Records shown:
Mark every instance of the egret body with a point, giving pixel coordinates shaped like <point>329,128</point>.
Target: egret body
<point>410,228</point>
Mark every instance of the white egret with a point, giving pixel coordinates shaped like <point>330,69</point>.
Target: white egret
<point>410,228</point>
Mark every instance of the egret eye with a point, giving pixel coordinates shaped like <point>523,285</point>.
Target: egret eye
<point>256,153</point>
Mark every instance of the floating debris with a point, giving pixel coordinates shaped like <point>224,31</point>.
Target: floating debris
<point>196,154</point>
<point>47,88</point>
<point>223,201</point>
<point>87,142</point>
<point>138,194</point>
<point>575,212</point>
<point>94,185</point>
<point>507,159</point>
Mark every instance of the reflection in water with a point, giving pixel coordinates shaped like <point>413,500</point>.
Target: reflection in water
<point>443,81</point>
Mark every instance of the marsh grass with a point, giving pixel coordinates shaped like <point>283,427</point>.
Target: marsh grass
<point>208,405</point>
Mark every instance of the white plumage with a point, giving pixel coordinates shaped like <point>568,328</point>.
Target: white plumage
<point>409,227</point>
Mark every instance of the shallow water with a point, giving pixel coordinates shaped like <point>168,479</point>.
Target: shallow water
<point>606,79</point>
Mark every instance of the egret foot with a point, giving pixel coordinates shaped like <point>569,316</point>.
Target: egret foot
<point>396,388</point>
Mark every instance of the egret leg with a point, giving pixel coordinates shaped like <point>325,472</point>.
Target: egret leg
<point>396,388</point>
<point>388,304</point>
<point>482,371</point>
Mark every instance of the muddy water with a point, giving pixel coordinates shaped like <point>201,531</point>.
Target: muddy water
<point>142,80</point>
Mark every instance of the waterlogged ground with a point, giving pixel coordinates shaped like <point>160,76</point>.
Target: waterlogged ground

Your goal: Please state how many lines of the records hold the word "ground", and write nothing but that number.

Written answer: 2